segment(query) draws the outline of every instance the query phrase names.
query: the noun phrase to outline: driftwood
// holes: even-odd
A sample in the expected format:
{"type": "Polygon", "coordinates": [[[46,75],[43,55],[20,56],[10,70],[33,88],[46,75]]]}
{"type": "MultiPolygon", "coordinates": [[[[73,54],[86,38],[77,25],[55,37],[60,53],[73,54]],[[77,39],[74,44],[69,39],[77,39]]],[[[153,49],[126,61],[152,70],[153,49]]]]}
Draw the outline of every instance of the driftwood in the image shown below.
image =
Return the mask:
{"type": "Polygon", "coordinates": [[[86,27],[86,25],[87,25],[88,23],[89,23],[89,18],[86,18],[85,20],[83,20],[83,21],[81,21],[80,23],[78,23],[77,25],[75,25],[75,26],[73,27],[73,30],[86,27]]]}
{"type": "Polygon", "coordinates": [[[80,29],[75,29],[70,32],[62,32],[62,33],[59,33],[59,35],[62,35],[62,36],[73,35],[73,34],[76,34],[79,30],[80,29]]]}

Task instructions> Looking through the data above, copy out each line in which the string "every" occurs.

Task result>
segment(query) draws the outline of every instance the query phrase names.
Draw the outline of every instance of the driftwood in the image shown below.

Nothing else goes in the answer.